**RAW DATA:**
###
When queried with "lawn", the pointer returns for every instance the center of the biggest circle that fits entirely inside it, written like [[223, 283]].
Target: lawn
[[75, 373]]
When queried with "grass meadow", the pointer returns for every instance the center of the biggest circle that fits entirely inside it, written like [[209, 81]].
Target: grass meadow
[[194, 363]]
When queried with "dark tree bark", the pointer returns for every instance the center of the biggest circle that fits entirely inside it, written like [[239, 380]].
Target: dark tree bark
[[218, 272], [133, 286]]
###
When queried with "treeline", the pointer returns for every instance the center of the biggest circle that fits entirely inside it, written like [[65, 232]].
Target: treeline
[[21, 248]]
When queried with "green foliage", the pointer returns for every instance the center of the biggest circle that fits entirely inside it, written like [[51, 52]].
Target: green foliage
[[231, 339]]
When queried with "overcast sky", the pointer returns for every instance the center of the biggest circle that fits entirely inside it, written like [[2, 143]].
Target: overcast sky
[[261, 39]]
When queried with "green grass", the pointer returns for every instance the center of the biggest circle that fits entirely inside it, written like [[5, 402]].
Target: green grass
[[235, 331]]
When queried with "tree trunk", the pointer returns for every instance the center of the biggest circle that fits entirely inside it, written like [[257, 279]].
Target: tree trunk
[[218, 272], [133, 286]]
###
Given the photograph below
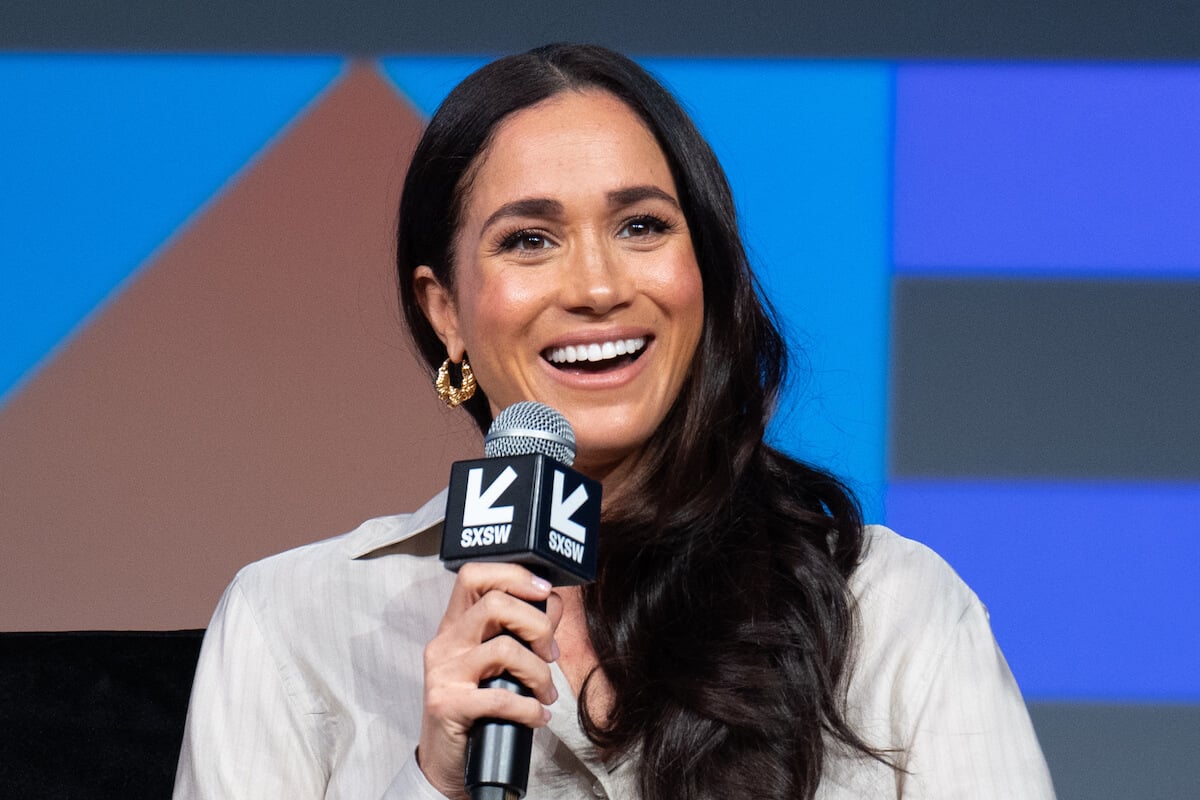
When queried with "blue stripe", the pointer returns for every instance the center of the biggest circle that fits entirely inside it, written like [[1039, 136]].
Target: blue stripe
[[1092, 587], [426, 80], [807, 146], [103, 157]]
###
**EXERCISE DETAILS:** Show each line from the material above where the string "with" can be found.

**RESPONSE BOX:**
When queried with "lawn", the pointer returns for every instance the center of the biggest circle that fits entirely inside it, written like [[223, 283]].
When queried with "grass meadow", the pointer returns for every instance the center of the biggest circle that fits entirely inside it, written like [[209, 81]].
When queried with "dark tree bark", the pointer returns for every instance the center of the biggest circle that fits entirely inside it, written like [[239, 380]].
When queried with "treeline", the pointer returns for every instance the center of the biggest circle that fits entirely inside it, written like [[65, 232]].
When queried with "green foliage", the pointer returns for every instance the center of the biggest circle that fits entirely inside it, written like [[51, 52]].
When queried with "overcast sky", the pointer returns for every instance the center of the biggest circle that fits entirely inside it, written like [[2, 143]].
When queried with "green grass", the pointer returns for every instance the center of the biggest circle that fits entirely inside it, written like [[5, 402]].
When queried with "tree trunk", the pointer returns for every instance the center of the biggest circle that fits entirely inside it, written like [[257, 279]].
When queried with "blue stripe", the pointer returns for every instance the center of the biggest circle that fits entirely inside it, written like [[1039, 136]].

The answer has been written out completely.